__Given problem__: How does the Eeli Tolvanen biography continue after its final sentence? Write the next part.

__Text provided__:
^^^^^^^^^^^^^^^^

Eeli Tolvanen (; born 22 April 1999) is a Finnish professional ice hockey forward who is currently playing for the Seattle Kraken of the National Hockey League (NHL). Tolvanen was selected by the Nashville Predators in the first round, 30th overall, in the 2017 NHL Entry Draft. He was born in Vihti, Finland, but grew up in Huhmari, Finland.

Playing career
Tolvanen first played in his native Finland within the junior program of the Espoo Blues. Upon the 2015–16 season, Tolvanen opted to pursue a North American development in playing junior hockey for Sioux City Musketeers of the United States Hockey League. He later committed to play collegiate hockey with Boston College on 13 June 2016.

Following a standout 2016–17 season with the Musketeers, he was selected with the 30th pick in the first round by the Nashville Predators in the 2017 NHL Draft. Tolvanen's collegiate aspirations were closed after his application was rejected by the Boston College admissions due to an issue with his high school course credits on 22 June 2017.

^^^^^^^^^^^^^^^^

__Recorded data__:
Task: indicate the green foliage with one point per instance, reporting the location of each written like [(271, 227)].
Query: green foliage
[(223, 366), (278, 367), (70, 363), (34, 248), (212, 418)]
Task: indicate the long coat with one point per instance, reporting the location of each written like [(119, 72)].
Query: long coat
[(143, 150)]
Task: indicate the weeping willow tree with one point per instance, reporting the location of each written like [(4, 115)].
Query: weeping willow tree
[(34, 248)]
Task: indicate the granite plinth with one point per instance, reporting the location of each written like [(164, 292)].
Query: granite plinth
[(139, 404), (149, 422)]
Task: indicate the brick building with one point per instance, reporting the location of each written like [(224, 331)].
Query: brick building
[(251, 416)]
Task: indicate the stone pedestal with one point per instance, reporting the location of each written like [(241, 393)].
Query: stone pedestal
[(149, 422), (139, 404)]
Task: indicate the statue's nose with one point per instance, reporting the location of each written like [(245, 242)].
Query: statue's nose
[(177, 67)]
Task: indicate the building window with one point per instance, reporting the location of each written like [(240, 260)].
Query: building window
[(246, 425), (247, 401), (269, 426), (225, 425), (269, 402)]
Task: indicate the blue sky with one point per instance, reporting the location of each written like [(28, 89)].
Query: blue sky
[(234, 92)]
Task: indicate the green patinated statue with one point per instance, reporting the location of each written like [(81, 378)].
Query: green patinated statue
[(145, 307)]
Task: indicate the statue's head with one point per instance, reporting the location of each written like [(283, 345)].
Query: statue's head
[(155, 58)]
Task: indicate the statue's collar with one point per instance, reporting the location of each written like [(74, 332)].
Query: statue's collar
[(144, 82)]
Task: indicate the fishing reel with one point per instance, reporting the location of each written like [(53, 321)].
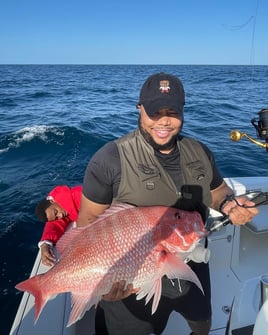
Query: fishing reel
[(261, 126), (258, 197)]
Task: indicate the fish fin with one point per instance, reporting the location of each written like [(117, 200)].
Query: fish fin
[(33, 286), (175, 268), (81, 302), (152, 288)]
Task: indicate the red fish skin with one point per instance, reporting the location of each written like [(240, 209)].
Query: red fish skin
[(126, 243)]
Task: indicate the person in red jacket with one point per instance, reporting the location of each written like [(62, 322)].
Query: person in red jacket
[(58, 210)]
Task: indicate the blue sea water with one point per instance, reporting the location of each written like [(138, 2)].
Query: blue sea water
[(54, 117)]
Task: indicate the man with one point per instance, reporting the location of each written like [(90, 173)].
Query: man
[(154, 165), (58, 210)]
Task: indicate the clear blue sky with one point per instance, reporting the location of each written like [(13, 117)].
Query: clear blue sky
[(134, 32)]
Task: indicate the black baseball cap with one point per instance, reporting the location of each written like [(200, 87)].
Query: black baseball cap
[(162, 90)]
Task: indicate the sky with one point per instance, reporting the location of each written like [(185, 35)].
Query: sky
[(231, 32)]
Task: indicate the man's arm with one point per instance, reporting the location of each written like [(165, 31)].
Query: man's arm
[(89, 211), (237, 213)]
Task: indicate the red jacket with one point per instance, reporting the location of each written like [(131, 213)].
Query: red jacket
[(68, 198)]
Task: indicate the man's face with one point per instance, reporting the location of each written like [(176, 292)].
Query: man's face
[(55, 211), (160, 130)]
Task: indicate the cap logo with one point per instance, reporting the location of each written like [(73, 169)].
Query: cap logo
[(164, 86)]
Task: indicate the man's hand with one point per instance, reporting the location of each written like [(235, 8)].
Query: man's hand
[(47, 255), (119, 292)]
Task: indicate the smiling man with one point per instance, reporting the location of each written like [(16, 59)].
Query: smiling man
[(58, 210), (151, 166)]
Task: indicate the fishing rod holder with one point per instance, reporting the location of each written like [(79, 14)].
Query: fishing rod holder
[(261, 126)]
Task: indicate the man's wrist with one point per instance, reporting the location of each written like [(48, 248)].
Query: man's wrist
[(229, 198)]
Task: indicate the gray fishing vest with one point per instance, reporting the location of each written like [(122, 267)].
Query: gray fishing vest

^^^^^^^^^^^^^^^^

__Answer below__:
On 5 July 2017, Tolvanen started his professional career in agreeing to an optional two-year contract with the Finnish-based Jokerit of the KHL.

On 23 August 2017, Tolvanen scored his first career KHL hat trick in his season debut against HC Dinamo Minsk, giving him the youngest hat trick in KHL history at 18 years 123 days. Tolvanen scored his second career KHL hat trick on 25 September 2017 in his eleventh game of the KHL season against HC Vityaz. He was voted in by fans to play in the 2018 KHL All-Star Game.

Tolvanen arrived in Nashville and signed a three-year entry-level contract with the Nashville Predators of the NHL on 29 March 2018. He made his NHL debut on 31 March 2018 in a 7–4 loss to the Buffalo Sabres. On 1 December 2018, Tolvanen scored his first career NHL goal against Cam Ward of the Chicago Blackhawks.

After attending the Predators training camp, Tolvanen was reassigned to the Milwaukee Admirals in the American Hockey League to begin the 2019–20 season.

Approaching the final season of his entry-level contract on 24 August 2020, Tolvanen returned to original club, Jokerit of the KHL, on loan until the commencement of the delayed 2020–21 North American season. He made 25 further appearances for Jokerit, posting 5 goals and 13 points, before returning to North America on 15 December 2020.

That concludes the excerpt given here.